# start of PASSAGE TO READ
The Ministry of Foreign Affairs yesterday said that Taiwan has lodged a stern protest with China, the Belgian government and the Organisation for Economic Co-operation and Development (OECD) after a Taiwanese delegation was requested to leave a conference in Belgium due to Chinese pressure.
Department of International Organizations Director-General Michael Hsu (徐佩勇) told a press conference in Taipei yesterday that a five-person Taiwanese delegation led by Shen Wei-cheng (沈維正), director-general of the Industrial Development Bureau’s Metal and Mechanical Industries Division, was kept out of a high-level meeting on excess capacity and structural adjustment in the steel sector jointly held by the Belgian government and the OECD in Brussels on Monday.
“The symposium had two parts: a morning meeting open to industrial representatives and an afternoon conference only for government officials. Our delegation had no problem attending the morning meeting, but was asked not to join the afternoon session because of China’s objection,” Hsu said.
Photo: CNA
Ministry spokeswoman Eleanor Wang (王珮玲) said the grounds for Beijing’s protest was that the “ranking of the leader of the Taiwanese delegation was not high enough.”
“However, Shen’s ranking is similar to that of the leaders of other national delegations,” Wang said.
The Ministry of Economic Affairs also said China’s opposition was groundless, as the Taiwanese delegation have similar ranking to representatives from other OECD member nations.
# end of PASSAGE TO READ
# start of GIVEN DATA
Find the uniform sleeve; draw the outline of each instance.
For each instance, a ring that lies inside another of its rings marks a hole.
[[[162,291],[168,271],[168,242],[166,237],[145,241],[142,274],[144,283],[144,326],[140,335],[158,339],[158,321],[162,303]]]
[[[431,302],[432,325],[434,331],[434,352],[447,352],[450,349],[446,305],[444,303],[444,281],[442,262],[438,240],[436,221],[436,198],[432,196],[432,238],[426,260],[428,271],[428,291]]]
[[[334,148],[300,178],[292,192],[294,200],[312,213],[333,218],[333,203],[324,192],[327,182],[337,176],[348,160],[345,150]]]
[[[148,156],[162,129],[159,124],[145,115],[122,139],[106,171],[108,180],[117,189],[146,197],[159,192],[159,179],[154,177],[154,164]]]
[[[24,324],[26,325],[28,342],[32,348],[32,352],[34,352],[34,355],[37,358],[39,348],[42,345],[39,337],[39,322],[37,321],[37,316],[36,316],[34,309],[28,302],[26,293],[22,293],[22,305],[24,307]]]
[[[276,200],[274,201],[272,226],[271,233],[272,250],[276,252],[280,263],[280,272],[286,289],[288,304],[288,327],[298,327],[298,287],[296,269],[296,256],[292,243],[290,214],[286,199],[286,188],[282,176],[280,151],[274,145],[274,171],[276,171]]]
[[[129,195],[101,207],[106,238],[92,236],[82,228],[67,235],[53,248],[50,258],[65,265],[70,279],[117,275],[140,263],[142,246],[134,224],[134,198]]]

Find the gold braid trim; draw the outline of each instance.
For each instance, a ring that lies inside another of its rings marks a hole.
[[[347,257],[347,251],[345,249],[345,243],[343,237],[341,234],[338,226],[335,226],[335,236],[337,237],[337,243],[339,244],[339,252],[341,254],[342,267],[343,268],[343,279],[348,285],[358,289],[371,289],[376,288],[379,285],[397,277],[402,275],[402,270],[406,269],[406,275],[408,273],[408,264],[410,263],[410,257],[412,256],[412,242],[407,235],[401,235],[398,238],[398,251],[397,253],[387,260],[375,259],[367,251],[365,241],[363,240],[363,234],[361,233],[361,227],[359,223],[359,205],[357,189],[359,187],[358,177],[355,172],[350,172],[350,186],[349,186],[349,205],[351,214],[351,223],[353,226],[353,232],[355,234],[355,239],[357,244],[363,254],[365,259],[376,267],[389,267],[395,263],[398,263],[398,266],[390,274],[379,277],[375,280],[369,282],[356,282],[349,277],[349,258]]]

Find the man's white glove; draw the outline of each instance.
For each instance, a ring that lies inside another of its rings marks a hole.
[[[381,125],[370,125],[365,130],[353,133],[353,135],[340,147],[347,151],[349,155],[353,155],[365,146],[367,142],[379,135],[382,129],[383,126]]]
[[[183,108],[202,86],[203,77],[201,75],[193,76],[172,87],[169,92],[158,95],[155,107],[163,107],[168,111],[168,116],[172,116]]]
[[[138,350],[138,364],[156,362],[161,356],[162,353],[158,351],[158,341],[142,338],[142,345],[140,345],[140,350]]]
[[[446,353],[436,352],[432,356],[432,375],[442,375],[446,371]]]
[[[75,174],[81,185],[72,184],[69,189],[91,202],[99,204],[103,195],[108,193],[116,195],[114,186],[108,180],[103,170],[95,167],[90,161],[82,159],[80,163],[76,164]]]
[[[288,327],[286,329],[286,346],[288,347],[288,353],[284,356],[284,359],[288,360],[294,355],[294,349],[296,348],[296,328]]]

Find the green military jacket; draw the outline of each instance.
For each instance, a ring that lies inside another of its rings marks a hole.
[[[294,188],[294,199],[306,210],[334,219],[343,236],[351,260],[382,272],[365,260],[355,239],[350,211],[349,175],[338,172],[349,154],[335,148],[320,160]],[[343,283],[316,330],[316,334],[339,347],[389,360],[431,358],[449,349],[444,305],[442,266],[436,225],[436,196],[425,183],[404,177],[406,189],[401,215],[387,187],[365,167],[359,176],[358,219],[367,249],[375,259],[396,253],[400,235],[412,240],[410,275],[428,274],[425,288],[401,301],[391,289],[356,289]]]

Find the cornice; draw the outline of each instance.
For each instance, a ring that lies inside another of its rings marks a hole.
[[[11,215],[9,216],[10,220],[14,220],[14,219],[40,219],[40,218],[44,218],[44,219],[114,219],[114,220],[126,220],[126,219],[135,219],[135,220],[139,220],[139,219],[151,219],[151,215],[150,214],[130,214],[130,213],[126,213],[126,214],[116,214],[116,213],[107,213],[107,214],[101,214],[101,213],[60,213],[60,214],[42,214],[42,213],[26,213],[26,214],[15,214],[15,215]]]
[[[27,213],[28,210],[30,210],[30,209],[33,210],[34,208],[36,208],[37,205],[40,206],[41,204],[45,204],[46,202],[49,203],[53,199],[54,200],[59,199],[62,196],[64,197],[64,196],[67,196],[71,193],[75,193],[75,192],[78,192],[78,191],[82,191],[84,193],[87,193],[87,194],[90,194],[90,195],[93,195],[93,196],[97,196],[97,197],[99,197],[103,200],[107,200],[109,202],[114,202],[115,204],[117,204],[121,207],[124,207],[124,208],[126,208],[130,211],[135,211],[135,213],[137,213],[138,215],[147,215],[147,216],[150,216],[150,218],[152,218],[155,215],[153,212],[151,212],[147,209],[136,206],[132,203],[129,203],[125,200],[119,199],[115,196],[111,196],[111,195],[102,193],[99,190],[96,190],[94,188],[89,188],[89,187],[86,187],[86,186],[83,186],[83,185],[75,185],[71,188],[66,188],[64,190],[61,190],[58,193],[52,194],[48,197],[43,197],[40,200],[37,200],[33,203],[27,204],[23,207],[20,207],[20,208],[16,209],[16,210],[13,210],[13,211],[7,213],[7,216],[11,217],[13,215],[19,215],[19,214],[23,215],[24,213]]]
# end of GIVEN DATA
## WHAT YOU NEED TO DO
[a] From the news report on the Taiwanese delegation, reproduce word for word the part that opens with the words containing "The Ministry of Economic" and closes with "OECD member nations.".
[b] Quote the lines of the listing from the one containing "Find the cornice;" through the end of the listing.

## RESULTS OF THE EXERCISE
[a]
The Ministry of Economic Affairs also said China’s opposition was groundless, as the Taiwanese delegation have similar ranking to representatives from other OECD member nations.

[b]
Find the cornice; draw the outline of each instance.
For each instance, a ring that lies inside another of its rings marks a hole.
[[[11,215],[9,216],[10,220],[14,220],[14,219],[40,219],[40,218],[44,218],[44,219],[114,219],[114,220],[126,220],[126,219],[135,219],[135,220],[139,220],[139,219],[151,219],[151,215],[150,214],[130,214],[130,213],[126,213],[126,214],[116,214],[116,213],[107,213],[107,214],[101,214],[101,213],[60,213],[60,214],[42,214],[42,213],[26,213],[26,214],[15,214],[15,215]]]
[[[27,213],[28,210],[30,210],[30,209],[33,210],[34,208],[36,208],[37,205],[40,206],[41,204],[45,204],[46,202],[49,203],[53,199],[54,200],[59,199],[62,196],[64,197],[64,196],[67,196],[71,193],[75,193],[75,192],[78,192],[78,191],[82,191],[84,193],[87,193],[87,194],[90,194],[90,195],[93,195],[93,196],[97,196],[97,197],[99,197],[103,200],[107,200],[109,202],[114,202],[115,204],[117,204],[121,207],[124,207],[124,208],[126,208],[130,211],[135,211],[135,213],[137,213],[138,215],[147,215],[147,216],[150,216],[150,218],[152,218],[155,215],[153,212],[151,212],[147,209],[136,206],[132,203],[129,203],[125,200],[119,199],[115,196],[111,196],[111,195],[102,193],[99,190],[96,190],[94,188],[89,188],[89,187],[86,187],[86,186],[83,186],[83,185],[75,185],[71,188],[66,188],[64,190],[61,190],[58,193],[52,194],[48,197],[43,197],[40,200],[37,200],[33,203],[27,204],[23,207],[20,207],[20,208],[16,209],[16,210],[13,210],[13,211],[7,213],[7,216],[11,217],[13,215],[19,215],[19,214],[23,215],[24,213]]]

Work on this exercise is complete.